Please extract each line of the records below that contains the string "camouflage", matching case exactly.

● Information given
==================================================

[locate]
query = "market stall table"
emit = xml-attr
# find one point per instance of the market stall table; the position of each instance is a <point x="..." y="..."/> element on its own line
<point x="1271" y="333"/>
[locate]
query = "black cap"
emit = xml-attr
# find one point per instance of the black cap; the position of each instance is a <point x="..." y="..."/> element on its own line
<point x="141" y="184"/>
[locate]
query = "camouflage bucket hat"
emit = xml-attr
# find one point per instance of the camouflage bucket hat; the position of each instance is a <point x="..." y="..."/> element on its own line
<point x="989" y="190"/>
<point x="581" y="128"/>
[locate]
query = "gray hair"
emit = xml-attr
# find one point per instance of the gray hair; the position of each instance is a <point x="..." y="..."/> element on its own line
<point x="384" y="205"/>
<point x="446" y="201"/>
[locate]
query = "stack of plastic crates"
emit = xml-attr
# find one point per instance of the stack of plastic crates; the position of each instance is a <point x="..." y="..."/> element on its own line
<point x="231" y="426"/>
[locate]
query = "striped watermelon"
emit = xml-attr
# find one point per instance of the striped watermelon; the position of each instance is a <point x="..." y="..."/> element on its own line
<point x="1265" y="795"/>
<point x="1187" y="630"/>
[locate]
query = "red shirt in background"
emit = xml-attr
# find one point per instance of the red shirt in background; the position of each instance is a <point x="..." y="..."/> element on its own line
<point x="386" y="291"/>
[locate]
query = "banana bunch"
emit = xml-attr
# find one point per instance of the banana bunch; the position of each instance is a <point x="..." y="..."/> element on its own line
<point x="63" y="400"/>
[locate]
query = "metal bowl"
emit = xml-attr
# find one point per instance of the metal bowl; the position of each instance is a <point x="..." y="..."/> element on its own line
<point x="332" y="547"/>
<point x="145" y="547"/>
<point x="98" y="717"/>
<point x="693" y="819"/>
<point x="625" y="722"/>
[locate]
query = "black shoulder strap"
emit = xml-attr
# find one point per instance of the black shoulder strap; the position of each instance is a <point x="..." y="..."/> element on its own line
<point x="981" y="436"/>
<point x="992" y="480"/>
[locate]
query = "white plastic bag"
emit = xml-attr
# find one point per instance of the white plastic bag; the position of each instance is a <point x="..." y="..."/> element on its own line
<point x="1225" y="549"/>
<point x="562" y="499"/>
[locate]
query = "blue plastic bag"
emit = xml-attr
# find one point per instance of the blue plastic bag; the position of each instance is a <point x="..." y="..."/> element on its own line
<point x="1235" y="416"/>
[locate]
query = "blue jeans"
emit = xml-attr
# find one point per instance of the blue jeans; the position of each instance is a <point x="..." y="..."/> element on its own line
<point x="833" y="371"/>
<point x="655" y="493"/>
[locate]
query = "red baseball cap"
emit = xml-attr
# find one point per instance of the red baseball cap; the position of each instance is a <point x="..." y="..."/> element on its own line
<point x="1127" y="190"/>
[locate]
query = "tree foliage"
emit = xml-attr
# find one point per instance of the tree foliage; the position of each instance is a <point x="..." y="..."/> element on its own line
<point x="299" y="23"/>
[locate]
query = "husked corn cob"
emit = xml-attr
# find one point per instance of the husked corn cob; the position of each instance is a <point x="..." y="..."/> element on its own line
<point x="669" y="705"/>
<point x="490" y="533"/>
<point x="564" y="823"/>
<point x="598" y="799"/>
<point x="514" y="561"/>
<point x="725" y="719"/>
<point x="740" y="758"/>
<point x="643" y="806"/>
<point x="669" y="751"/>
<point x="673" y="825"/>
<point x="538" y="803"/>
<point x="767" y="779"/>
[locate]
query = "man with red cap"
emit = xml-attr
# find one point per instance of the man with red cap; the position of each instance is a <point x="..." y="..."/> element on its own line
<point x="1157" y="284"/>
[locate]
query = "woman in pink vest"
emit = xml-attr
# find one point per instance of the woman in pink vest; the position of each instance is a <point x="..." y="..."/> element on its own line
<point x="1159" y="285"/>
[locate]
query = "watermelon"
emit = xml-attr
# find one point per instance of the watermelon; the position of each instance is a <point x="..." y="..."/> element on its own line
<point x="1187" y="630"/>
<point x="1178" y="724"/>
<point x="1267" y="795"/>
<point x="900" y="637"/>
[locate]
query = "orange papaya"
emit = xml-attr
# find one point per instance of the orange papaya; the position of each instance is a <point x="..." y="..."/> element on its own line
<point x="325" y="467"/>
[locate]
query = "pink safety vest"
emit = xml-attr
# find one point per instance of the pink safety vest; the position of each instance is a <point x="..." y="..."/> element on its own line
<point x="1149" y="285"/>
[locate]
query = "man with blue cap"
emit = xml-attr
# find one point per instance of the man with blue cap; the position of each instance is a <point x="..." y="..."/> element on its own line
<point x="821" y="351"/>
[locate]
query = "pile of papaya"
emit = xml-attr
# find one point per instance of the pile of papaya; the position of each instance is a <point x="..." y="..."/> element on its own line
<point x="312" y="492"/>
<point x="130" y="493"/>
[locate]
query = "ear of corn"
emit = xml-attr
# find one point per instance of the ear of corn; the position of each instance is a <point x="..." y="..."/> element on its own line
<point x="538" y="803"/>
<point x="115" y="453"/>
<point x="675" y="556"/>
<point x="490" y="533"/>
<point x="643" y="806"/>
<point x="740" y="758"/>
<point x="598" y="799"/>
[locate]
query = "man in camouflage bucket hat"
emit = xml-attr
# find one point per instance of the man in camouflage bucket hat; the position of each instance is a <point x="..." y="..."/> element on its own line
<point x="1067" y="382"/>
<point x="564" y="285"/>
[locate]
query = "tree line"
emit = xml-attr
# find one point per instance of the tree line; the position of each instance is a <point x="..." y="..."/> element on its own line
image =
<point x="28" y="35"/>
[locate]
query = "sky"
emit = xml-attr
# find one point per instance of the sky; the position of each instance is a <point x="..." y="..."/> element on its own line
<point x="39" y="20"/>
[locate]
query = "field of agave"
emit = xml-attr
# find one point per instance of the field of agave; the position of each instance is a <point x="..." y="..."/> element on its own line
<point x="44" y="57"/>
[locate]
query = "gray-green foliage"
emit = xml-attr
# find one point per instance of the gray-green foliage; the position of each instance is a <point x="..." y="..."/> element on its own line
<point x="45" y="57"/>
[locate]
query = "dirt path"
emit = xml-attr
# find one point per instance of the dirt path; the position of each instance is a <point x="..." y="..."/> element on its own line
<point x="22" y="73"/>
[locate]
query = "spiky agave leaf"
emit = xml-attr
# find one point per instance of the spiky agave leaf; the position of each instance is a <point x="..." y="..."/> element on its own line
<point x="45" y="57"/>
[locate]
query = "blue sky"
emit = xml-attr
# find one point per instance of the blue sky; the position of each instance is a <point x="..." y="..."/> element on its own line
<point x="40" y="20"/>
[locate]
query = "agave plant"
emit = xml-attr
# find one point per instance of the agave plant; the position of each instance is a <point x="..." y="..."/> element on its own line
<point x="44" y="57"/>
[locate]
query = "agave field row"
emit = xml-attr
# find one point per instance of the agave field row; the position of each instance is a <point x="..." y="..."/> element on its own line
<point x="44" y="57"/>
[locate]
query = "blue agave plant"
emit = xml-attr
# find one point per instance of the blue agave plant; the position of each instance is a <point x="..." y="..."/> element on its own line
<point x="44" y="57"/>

==================================================

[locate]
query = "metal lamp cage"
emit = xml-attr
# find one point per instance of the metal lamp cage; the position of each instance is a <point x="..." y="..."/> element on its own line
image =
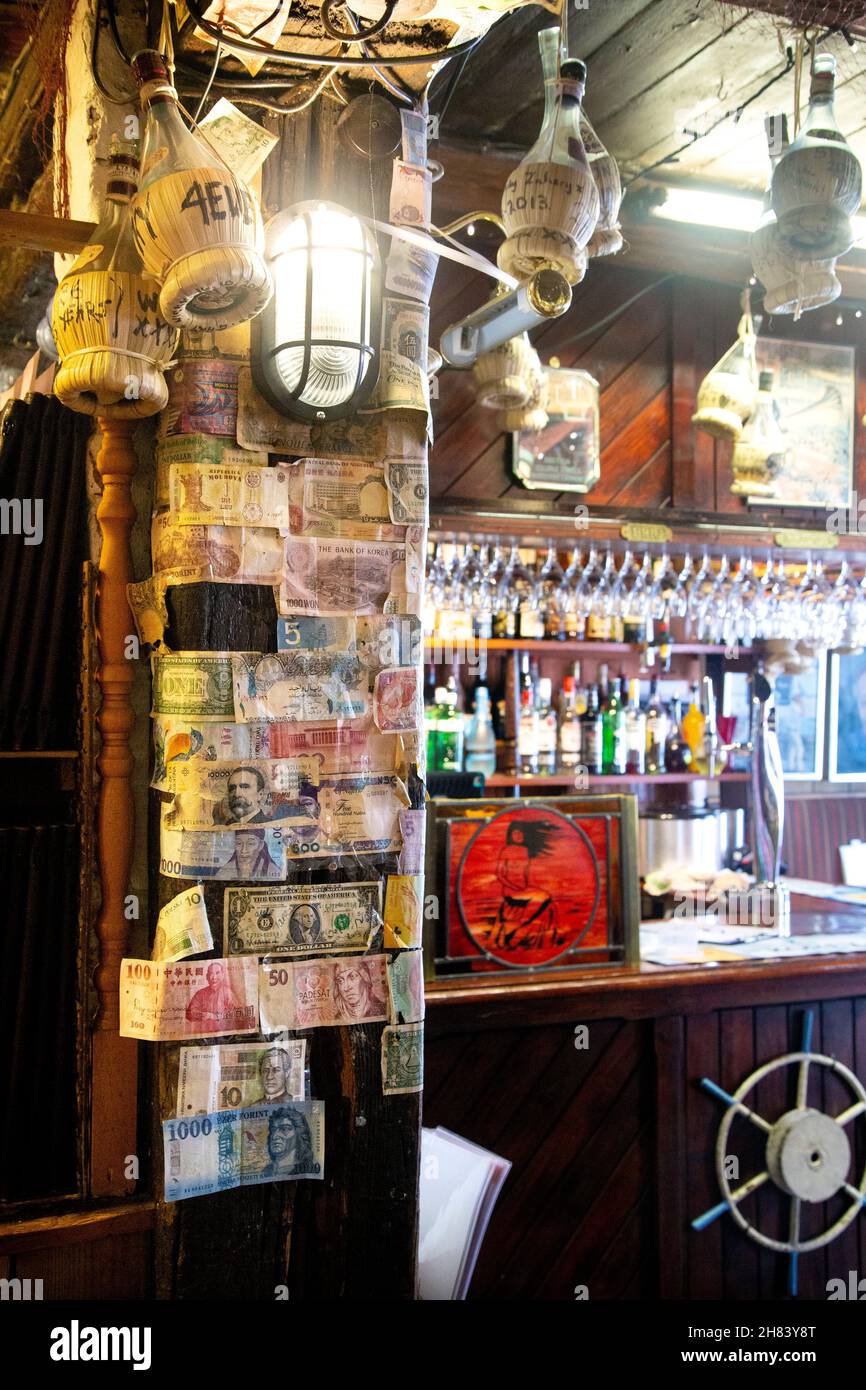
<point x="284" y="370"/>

==================================================

● Task answer
query = "camouflage bucket hat"
# find one point per instance of the camouflage bucket hat; the position of each instance is a <point x="..." y="..."/> element on its own line
query = "man in camouflage bucket hat"
# find one point per instance of the man in camouflage bucket hat; the position of each instance is a <point x="..." y="..."/> element on its own line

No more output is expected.